**SHORT TASK**
Rewrite the lines from the line with "stone pillar -> outlines, every instance" to the line with "35 L 92 38 L", both included, with their requests, and add 100 to every coordinate in the outlines.

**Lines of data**
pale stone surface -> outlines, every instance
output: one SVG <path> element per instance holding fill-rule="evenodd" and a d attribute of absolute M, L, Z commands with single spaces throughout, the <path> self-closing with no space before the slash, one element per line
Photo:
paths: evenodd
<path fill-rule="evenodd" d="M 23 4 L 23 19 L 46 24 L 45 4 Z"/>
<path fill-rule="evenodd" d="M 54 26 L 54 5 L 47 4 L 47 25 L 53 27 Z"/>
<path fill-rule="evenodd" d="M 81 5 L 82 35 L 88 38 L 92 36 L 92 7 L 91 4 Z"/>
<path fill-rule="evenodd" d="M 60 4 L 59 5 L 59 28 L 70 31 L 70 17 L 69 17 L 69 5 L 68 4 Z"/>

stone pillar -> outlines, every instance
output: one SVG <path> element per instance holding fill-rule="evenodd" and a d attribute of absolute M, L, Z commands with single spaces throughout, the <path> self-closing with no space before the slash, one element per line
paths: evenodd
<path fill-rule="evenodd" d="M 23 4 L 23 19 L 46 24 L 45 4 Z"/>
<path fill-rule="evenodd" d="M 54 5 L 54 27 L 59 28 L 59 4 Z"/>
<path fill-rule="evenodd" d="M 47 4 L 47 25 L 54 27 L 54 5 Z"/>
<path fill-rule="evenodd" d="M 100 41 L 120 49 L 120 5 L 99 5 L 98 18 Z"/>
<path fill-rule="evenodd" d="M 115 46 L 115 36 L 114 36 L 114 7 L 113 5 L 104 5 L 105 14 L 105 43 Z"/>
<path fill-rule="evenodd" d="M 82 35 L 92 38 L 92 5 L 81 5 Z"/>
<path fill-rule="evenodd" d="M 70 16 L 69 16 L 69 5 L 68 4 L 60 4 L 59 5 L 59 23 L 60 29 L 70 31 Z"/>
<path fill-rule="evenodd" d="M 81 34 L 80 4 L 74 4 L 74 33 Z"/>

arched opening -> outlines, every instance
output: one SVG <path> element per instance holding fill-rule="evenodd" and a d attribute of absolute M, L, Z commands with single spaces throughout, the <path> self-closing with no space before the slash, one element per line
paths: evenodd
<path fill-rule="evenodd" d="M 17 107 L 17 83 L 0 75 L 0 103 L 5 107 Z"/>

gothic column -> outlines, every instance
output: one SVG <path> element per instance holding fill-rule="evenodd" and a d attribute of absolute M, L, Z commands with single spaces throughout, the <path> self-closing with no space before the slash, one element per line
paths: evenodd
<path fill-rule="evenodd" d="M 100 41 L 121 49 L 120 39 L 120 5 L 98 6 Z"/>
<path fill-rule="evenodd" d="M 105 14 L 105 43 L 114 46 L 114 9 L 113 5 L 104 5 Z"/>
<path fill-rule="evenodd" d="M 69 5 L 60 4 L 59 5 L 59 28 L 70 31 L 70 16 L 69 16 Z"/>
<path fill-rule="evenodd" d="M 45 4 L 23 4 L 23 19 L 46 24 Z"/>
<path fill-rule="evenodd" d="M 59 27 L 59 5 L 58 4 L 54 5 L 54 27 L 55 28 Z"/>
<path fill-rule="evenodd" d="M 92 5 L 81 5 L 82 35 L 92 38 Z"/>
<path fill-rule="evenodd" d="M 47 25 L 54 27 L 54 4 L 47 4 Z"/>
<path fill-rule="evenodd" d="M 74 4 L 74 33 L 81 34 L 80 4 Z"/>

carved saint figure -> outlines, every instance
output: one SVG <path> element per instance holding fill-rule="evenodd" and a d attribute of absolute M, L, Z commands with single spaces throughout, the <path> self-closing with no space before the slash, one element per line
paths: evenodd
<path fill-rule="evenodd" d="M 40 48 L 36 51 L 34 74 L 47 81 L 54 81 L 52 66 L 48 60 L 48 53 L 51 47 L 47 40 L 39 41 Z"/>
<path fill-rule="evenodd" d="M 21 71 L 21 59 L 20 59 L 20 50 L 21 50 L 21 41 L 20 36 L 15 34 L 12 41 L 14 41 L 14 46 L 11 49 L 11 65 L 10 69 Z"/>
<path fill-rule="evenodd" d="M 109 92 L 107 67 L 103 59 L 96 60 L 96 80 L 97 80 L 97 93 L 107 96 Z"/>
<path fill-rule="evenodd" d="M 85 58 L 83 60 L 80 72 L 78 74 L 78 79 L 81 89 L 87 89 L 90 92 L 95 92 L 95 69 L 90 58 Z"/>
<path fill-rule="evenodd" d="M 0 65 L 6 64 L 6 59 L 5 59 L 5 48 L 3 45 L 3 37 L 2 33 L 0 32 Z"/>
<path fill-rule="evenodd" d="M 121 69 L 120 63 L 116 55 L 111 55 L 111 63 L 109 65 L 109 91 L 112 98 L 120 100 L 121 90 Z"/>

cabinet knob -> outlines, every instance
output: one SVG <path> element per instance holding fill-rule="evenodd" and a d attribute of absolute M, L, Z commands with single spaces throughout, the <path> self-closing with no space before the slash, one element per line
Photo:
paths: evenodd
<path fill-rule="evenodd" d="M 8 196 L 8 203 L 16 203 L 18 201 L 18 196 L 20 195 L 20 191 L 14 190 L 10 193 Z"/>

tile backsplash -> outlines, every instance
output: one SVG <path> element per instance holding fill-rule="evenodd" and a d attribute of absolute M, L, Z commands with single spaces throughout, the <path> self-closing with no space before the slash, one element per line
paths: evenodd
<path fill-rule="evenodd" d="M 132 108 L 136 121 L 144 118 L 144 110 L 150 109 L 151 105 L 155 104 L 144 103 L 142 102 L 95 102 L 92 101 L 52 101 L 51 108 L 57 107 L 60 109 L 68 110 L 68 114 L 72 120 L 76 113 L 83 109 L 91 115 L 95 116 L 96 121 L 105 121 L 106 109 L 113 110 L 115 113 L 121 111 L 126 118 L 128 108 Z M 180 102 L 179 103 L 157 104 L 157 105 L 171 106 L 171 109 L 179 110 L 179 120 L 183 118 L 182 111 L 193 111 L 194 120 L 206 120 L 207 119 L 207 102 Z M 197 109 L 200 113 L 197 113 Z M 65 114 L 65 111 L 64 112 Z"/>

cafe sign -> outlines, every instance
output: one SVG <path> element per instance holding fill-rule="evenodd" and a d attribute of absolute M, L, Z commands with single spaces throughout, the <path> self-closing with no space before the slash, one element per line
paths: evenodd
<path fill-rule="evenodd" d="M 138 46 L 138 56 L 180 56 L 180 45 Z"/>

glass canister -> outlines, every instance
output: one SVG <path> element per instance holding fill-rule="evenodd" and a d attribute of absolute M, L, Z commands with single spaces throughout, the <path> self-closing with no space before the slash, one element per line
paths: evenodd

**RESULT OF THE EXERCISE**
stone pillar -> outlines, every instance
output: one SVG <path> element per instance holding fill-rule="evenodd" and a d attribute of absolute M, L, Z commands with single spaces throughout, the <path> self-closing with no space before the slash, one element per line
paths: evenodd
<path fill-rule="evenodd" d="M 123 104 L 123 119 L 146 124 L 145 104 Z"/>
<path fill-rule="evenodd" d="M 154 105 L 154 127 L 159 128 L 159 104 Z"/>
<path fill-rule="evenodd" d="M 147 104 L 147 125 L 154 127 L 154 105 Z"/>
<path fill-rule="evenodd" d="M 200 141 L 220 149 L 220 105 L 199 105 L 198 118 Z"/>
<path fill-rule="evenodd" d="M 215 146 L 215 136 L 214 136 L 214 107 L 213 105 L 204 105 L 205 114 L 205 143 Z"/>
<path fill-rule="evenodd" d="M 182 135 L 192 138 L 192 105 L 181 105 Z"/>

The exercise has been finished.